• SOURCE TEXT:
══════
I had pici, and we all lived happily ever after

Location: Val d'Orcia, Tuscany, Italy

When most people think of Tuscany, they dream of rolling green hills, aged “noble” wines, quiet Renaissance towns, and charming little cobblestone streets. When I think of Tuscany, I dream of Pici.

My husband and I spent a few days road tripping through Southern Tuscany. We started in Florence and then made our way through Siena, Pienza, Montepulciano, and Cortona, all the while eating and drinking copious amounts of Pecorino cheese and Brunello wine. It was awesome. I highly recommend the Tuscan hills as an escape from any smog infested cities you may call home (a.k.a. Milan).


Other than the beautiful picturesque landscapes, the food was what made this trip so memorable (I say that about every trip). Tuscan cuisine is one of my favorite regional cuisines, which utilizes simple hearty ingredients that are delicious and filling. They love their wild boar sauce, truffles and beans.

When I tried pici for the first time, there was no going back. They are a local pasta made with flour and water (and sometimes egg) that are hand-rolled into what resembles gigantic spaghetti noodles. I somewhat went crazy after trying them during the first meal of our trip. If I close my eyes, I can taste the softness between my teeth, the thickness of the strands, easily melting in my mouth, the warm olive oil and tomato sauce enveloping my tongue.  My senses were running wild.  In three days, I tried four different kinds of pici:

  • Al Sugo all’Aglione (garlic and tomato sauce)
══════
• SUPPLIED MATERIAL:
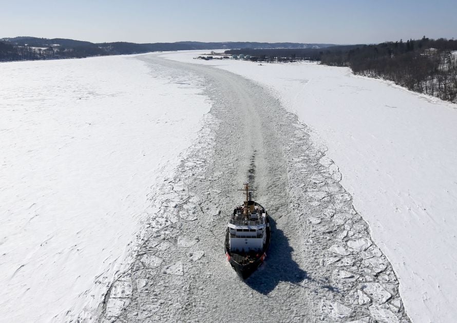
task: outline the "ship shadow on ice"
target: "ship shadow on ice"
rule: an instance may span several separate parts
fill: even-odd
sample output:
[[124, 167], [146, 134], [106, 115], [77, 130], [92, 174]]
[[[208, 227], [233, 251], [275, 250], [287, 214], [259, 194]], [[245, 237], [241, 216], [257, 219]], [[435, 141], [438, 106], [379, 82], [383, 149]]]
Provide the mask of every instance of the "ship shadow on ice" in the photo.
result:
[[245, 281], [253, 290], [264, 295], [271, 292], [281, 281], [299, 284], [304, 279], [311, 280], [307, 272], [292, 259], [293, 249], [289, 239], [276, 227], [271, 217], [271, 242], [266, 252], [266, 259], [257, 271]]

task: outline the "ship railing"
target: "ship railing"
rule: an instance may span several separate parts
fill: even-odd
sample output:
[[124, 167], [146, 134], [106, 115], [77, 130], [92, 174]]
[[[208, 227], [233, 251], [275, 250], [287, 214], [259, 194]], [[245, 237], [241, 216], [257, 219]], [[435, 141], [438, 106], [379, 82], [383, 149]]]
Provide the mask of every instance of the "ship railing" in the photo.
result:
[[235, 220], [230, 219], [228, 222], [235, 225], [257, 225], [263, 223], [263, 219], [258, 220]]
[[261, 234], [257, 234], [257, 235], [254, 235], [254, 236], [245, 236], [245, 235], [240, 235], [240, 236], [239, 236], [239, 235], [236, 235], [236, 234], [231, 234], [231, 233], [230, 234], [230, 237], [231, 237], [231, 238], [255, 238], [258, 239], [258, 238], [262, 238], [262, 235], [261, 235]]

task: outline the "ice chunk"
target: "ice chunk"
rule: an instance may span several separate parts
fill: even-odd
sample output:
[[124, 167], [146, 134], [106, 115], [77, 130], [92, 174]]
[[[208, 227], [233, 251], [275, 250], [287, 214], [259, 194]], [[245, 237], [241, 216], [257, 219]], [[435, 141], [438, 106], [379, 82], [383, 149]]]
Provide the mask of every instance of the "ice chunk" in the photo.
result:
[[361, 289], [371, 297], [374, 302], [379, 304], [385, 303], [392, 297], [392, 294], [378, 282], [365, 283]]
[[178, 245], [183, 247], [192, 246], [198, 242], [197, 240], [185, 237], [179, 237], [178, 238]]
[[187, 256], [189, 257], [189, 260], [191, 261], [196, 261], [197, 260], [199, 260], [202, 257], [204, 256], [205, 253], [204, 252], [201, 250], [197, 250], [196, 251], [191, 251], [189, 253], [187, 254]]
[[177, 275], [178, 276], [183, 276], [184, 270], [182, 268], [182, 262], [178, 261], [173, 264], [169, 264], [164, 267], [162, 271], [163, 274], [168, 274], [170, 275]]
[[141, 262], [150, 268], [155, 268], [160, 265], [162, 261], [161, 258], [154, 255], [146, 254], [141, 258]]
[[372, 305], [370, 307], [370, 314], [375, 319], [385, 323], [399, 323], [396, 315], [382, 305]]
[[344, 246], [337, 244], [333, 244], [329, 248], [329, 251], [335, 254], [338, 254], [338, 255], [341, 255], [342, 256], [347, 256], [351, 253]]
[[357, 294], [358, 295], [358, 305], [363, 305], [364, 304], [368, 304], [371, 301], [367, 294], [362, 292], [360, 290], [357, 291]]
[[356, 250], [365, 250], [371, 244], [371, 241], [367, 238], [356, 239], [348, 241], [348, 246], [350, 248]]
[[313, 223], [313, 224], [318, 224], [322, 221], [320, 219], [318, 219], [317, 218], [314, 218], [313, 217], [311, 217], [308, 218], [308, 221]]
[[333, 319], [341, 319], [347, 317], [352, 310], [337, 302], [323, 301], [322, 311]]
══════
• TASK INSTRUCTIONS: Repeat word for word the passage of the Tuscan pici post above, from "When most people" to "home (a.k.a. Milan).".

• RESPONSE TO THIS EXERCISE:
When most people think of Tuscany, they dream of rolling green hills, aged “noble” wines, quiet Renaissance towns, and charming little cobblestone streets. When I think of Tuscany, I dream of Pici.

My husband and I spent a few days road tripping through Southern Tuscany. We started in Florence and then made our way through Siena, Pienza, Montepulciano, and Cortona, all the while eating and drinking copious amounts of Pecorino cheese and Brunello wine. It was awesome. I highly recommend the Tuscan hills as an escape from any smog infested cities you may call home (a.k.a. Milan).